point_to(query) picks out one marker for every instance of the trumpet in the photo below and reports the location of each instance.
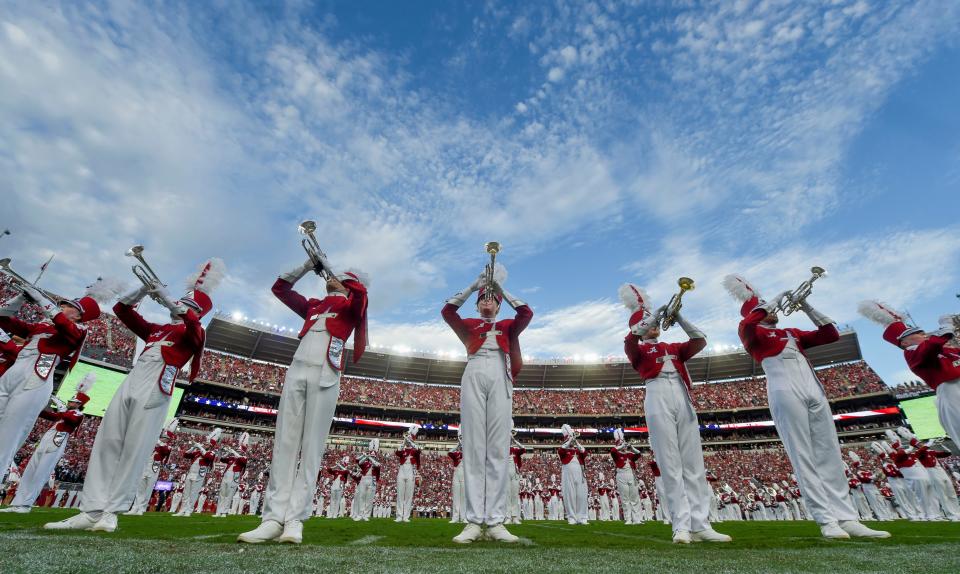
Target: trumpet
(312, 247)
(669, 316)
(144, 272)
(19, 282)
(491, 247)
(795, 300)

■ ■ ■ ■ ■

- [TASK TO COMPLETE]
Every entry is to be reproduced word for word, and no image is carried over.

- [ANSWER BOX]
point_to(query) picks out one marker for every instance of the trumpet in the photo below and reports the location of each instance.
Target: trumpet
(312, 247)
(669, 316)
(144, 272)
(19, 282)
(491, 247)
(795, 300)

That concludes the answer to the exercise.